**Tekst do przeczytania:**
Znajoma cysterna - ITD
Inspektorowi ITD niezwykle znajoma okazała się naczepa cysterna wchodząca w skład zatrzymanego zestawu. Intuicja nie zawiodła: zaledwie tydzień wcześniej – podpiętą do innego ciągnika – skierował na Stację Kontroli Pojazdów we Włocławku, gdzie stwierdził brak systemu ABS (sygnalizowany lampką kontrolną w zestawie wskaźników ciągnika), a także szereg innych poważnych usterek – w szczególności znaczne luzy w układzie zawieszenia, wskutek czego został zatrzymany jej dowód rejestracyjny, a pojazd nie został dopuszczony do dalszego uczestniczenia w ruchu drogowym.
Tym razem kierowca okazał pokwitowanie zatrzymania dowodu rejestracyjnego naczepy oraz jeszcze „ciepłe” (z dnia 7 maja br.) zaświadczenie z Okręgowej Stacji Kontroli Pojazdów, potwierdzające pozytywny wynik jej badania technicznego, w którym diagnosta wskazał, że pojazd jest w pełni sprawny, spełnia dodatkowe wymagania do przewozu towarów niebezpiecznych, oraz, że zostały w nim usunięte wszystkie usterki będące przyczyną zatrzymania dowodu rejestracyjnego. Nie byłoby w tym nic nadzwyczajnego, gdyby nie fakt, że poza zamontowaniem fartuchów ochronnych na kołach, żadne z poważnych usterek zagrażających bezpieczeństwu i eliminujących naczepę z ruchu drogowego nie zostały usunięte.

**Udostępnione dane:**
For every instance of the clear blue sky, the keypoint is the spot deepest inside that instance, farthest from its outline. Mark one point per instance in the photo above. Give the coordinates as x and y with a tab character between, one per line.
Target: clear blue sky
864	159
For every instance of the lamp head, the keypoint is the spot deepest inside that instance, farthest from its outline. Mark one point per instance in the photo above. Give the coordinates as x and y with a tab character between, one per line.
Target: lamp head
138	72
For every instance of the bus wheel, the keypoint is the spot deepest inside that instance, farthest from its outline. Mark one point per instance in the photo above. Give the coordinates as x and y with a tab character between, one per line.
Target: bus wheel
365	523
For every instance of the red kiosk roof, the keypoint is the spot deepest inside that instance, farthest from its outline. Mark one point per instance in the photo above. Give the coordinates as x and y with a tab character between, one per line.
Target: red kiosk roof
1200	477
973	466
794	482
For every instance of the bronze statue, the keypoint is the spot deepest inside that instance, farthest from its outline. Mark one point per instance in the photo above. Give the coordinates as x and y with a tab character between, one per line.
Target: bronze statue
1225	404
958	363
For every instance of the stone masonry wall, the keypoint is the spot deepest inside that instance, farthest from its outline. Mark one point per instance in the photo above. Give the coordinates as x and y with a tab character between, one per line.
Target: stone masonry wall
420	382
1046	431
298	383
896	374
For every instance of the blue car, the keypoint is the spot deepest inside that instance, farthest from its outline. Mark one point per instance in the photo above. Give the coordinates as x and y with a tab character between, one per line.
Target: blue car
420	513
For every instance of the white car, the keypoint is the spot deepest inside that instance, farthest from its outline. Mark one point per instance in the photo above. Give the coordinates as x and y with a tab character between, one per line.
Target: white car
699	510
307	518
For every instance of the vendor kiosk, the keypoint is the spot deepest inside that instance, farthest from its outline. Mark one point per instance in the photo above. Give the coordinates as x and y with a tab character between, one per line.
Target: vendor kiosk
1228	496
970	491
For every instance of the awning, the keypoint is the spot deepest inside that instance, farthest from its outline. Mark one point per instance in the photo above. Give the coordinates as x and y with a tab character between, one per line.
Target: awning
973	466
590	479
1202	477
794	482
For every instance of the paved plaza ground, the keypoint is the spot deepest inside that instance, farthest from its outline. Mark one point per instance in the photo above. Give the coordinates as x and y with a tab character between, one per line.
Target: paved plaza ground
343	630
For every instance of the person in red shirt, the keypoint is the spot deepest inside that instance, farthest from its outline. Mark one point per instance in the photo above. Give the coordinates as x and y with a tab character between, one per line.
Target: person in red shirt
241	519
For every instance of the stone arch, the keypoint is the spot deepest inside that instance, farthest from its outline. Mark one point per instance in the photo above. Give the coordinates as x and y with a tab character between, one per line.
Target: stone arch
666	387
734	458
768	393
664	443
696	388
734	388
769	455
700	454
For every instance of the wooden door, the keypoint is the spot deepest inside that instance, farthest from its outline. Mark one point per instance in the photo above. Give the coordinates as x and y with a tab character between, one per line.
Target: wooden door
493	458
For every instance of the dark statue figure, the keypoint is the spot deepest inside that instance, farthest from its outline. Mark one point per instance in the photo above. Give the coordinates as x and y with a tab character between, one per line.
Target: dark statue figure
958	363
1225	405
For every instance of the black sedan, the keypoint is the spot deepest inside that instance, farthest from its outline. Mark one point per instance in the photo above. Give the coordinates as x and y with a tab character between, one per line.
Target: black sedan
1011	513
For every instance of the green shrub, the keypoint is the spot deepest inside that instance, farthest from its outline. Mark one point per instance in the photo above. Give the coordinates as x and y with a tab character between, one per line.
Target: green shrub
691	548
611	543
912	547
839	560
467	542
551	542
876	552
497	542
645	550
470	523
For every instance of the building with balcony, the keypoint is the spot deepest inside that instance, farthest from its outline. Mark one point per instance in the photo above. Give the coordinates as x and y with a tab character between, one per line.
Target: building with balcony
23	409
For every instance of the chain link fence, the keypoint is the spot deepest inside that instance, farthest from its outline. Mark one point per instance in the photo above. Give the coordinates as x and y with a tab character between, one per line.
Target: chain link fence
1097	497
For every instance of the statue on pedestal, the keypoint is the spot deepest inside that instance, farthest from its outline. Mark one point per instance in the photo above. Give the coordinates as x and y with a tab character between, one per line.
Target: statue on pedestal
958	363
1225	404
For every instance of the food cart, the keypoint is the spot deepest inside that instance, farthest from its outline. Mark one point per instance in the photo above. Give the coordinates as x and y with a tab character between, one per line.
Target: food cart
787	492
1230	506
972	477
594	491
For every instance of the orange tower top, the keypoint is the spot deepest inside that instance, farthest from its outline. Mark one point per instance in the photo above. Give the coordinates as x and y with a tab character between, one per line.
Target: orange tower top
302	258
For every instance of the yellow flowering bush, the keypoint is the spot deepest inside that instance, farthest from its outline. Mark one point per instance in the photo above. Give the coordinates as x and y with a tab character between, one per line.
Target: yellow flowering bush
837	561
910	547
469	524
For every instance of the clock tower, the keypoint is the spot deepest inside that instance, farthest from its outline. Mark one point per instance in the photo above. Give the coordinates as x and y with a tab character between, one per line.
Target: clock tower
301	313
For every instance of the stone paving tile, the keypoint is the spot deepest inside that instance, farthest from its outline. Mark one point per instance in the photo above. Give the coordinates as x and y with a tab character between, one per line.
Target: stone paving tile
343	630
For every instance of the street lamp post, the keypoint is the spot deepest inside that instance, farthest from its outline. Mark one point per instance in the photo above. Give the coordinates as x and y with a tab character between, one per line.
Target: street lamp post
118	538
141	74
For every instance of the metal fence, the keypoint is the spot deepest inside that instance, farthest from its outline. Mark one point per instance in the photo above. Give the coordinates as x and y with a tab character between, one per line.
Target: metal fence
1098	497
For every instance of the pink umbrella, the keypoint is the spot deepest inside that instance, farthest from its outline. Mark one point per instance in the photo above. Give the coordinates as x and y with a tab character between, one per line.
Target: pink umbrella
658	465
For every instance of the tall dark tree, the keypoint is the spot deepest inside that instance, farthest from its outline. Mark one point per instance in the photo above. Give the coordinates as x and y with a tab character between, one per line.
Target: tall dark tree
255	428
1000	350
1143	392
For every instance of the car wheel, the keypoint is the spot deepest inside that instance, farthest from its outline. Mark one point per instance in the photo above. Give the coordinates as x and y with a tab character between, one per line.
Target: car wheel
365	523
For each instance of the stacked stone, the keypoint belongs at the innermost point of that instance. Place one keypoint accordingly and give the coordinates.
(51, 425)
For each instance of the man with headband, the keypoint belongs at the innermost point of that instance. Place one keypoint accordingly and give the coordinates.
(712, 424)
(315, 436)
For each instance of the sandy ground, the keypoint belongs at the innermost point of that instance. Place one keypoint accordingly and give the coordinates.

**Zadania do wykonania:**
#1 Odpowiedz na poniższe pytania na podstawie tekstu o cysternie.
(a) Gdzie znajdowała się Stacja Kontroli Pojazdów, na którą inspektor skierował naczepę tydzień wcześniej?
(b) Z jakiego dnia pochodziło zaświadczenie z Okręgowej Stacji Kontroli Pojazdów?
(c) Co jako jedyne wykonano przy naczepie spośród wymaganych napraw?
#2 Skopiuj z tekstu o cysternie wszystko od słów „Tym razem kierowca” aż do słów „nie zostały usunięte.”.
#3 Podejmij tekst o cysternie w miejscu, w którym się kończy, i napisz jego dalszy ciąg.

**Odpowiedzi według numerów:**
#1
(a) We Włocławku.
(b) Z 7 maja br.
(c) Zamontowano fartuchy ochronne na kołach.

#2
Tym razem kierowca okazał pokwitowanie zatrzymania dowodu rejestracyjnego naczepy oraz jeszcze „ciepłe” (z dnia 7 maja br.) zaświadczenie z Okręgowej Stacji Kontroli Pojazdów, potwierdzające pozytywny wynik jej badania technicznego, w którym diagnosta wskazał, że pojazd jest w pełni sprawny, spełnia dodatkowe wymagania do przewozu towarów niebezpiecznych, oraz, że zostały w nim usunięte wszystkie usterki będące przyczyną zatrzymania dowodu rejestracyjnego. Nie byłoby w tym nic nadzwyczajnego, gdyby nie fakt, że poza zamontowaniem fartuchów ochronnych na kołach, żadne z poważnych usterek zagrażających bezpieczeństwu i eliminujących naczepę z ruchu drogowego nie zostały usunięte.

#3
Naprawa, a raczej „montaż” systemu ABS w naczepie polegał na usunięciu żarówki z lampki kontrolnej w zestawie wskaźników informującej o niesprawności (w tym przypadku braku) systemu antypoślizgowego.Po zamontowaniu przez inspektorów ITD brakującej żarówki lampka kontrolna wskazywała usterkę systemu ABS naczepy. W związku z nieusunięciem usterek w sposób bezpośredni zagrażających bezpieczeństwu pojazd został ponownie wycofany z ruchu. Ponadto inspektorzy ITD zatrzymali jego świadectwo dopuszczenia do przewozu towarów niebezpiecznych. Istnieje bowiem uzasadnione podejrzenie, że „czerwony pasek” został wydany w oparciu o dokument potwierdzający nieprawdę.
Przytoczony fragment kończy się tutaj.